** Opening Text provided block **

It has played out fairly quietly to date, save for the occasional headline about, well, Amazon, typically. Last month, for example, the Wall Street Journal reported that the ever-expanding conglomerate is in talks with the largest mall owner in the U.S., Simon Property Group, about converting both former and current JCPenney and Sears stores into distribution hubs from which it can deliver its products more quickly.
Amazon needs the space. Meanwhile, Simon needs a tenant that can pay its bills. That’s a tall order right now for many brick-and-mortar retailers that were already under pressure and watched foot traffic disappear entirely with as the country largely shut down in March in response to the pandemic threat.
In fact, despite that Simon recently partnered with another outfit to buy retailers Brooks Brothers and Lucky Brand out of bankruptcy (Simon and fellow mall operator Brookfield are also reportedly in advanced talks to buy J.C. Penney), some view the moves as a means to buy time as it reconfigures its properties to accommodate one anchor tenant.
That exact scenario has already played out at Randall Park Mall in a Northeast Ohio suburb (a mall, incidentally, that this editor occasionally frequented as a teenager growing up in Cleveland). Once filled with gaudy stores like Piercing Pagoda and Spencer’s Gifts, the mall — among the world’s largest enclosed shopping centers when it opened in 1976 —  is now the site of an 855,000-square-foot facility filled with mobile robotic fulfillment systems.
A local outlet reported its conveyor belts would stretch farther than 10 miles if laid in a straight line.
It isn’t always Amazon that’s snapping up these properties, of course. There are a number of other large e-commerce players that are rapidly expanding their physical footprint right now, along with opportunistic developers betting the U.S. will also focus more on domestic manufacturing facilities in a post-COVID world.
There are also other big grocery chains that, like Amazon’s Whole Foods, are increasingly focused on developing fulfillment centers — sometimes right inside a store that sees foot traffic. At an Albertson’s in South San Francisco, for example, customers blithely shop around an automated rack-and-tote system at the store’s center that preps orders for pickup and delivery.
To a certain extent, this ongoing shift in use was inevitable. The U.S. has the strange distinction of featuring 24 square feet of retail space per capita. By comparison, Canada and Australia have 16.8 square feet and 11.2 square feet per capita, respectively. “We just have a lot of retail — we are over-retailed — so it’s not surprising that properties are struggling,” Walaszek says.

** Closing Text provided block **
** Opening Source material block **

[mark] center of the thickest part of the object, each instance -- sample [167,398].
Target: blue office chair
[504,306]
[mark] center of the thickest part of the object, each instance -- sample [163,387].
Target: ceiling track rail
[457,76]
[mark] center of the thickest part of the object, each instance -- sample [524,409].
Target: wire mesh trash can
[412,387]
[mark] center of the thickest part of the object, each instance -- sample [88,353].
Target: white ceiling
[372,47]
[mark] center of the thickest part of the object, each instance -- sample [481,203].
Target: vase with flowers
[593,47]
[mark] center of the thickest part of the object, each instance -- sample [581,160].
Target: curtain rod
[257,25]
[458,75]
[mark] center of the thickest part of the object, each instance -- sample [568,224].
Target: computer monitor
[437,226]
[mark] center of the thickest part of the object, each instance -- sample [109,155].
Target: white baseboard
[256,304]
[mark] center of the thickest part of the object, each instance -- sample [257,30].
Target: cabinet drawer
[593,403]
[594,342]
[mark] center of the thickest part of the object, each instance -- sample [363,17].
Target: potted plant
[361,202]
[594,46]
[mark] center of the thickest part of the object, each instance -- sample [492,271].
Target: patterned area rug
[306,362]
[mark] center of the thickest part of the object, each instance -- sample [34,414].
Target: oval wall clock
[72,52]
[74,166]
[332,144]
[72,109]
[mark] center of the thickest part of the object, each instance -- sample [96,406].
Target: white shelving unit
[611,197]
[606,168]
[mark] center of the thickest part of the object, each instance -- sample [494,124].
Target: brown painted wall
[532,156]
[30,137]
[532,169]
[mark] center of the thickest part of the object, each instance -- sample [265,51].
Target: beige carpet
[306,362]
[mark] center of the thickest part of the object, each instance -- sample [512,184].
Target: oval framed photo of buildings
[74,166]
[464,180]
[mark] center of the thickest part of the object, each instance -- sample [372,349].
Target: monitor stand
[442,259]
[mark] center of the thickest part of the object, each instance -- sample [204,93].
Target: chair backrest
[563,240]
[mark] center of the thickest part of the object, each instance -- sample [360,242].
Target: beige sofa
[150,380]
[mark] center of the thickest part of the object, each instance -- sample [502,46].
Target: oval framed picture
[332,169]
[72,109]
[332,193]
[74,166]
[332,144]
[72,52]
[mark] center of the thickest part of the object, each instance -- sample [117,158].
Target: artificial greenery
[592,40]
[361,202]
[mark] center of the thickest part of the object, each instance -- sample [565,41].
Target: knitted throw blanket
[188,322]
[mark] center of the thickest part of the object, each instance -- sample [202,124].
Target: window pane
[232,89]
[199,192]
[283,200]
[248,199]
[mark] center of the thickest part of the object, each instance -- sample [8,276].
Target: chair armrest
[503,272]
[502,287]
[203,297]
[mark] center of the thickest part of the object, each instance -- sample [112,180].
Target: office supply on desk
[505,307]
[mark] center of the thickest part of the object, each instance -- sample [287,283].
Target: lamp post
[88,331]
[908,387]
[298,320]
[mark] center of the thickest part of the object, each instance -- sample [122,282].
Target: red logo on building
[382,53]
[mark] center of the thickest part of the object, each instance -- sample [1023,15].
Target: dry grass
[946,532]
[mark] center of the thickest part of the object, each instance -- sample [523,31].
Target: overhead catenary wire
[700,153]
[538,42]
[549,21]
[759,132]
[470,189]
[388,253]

** Closing Source material block **

### Instructions
• 1. Answer these questions using the article about malls becoming fulfillment centers.
(a) Which mall owner is Amazon reportedly in talks with about converting store space?
(b) In what year did Randall Park Mall open?
(c) How much retail space per capita does the U.S. have?
• 2. Pick up the article about malls becoming fulfillment centers after its last sentence and continue it.
The material has no connection to the text about malls.

### Your written answers
• 1.
(a) Simon Property Group
(b) 1976
(c) 24 square feet

• 2.
The pandemic has only poured figurative fuel on fire. Forbes estimates that upwards of 14,000 real-world retail stores will close in the U.S. this year. Meanwhile, during the first six months of the year, consumers spent $347.26 billion online with U.S. retailers, up 30.1% from $266.84 billion for the same period in 2019, according to U.S. Department of Commerce data parsed by the news and research outfit Digital Commerce.
It’s still a niche trend — retail properties being converted to industrial use. While 14 million square feet has been converted in recent years, it’s a drop in the bucket compared with the 14.5 billion square feet of industrial real estate in the U.S.
That won’t change overnight, either. For one thing, retail-to-industrial conversions involve buy-in from local zoning officials whose constituents are often concerned about congestion, noise and pollution, among other things. Retail rents are also significantly higher than industrial rents — more than double in some markets — so it’s “a hard sell to a retail landlord to convert to industrial where revenues aren’t going to be as high,” notes Walaszek.
Still, thanks to a confluence of events — from a battering of the broader retail industry to the runaway growth of Amazon specifically –  both big and small fulfillment centers are beginning to spring up and fast.
As Amazon’s first “permanent online-only” Whole Foods in Brooklyn underscores, they may wind up in what seem like the unlikeliest of places, too.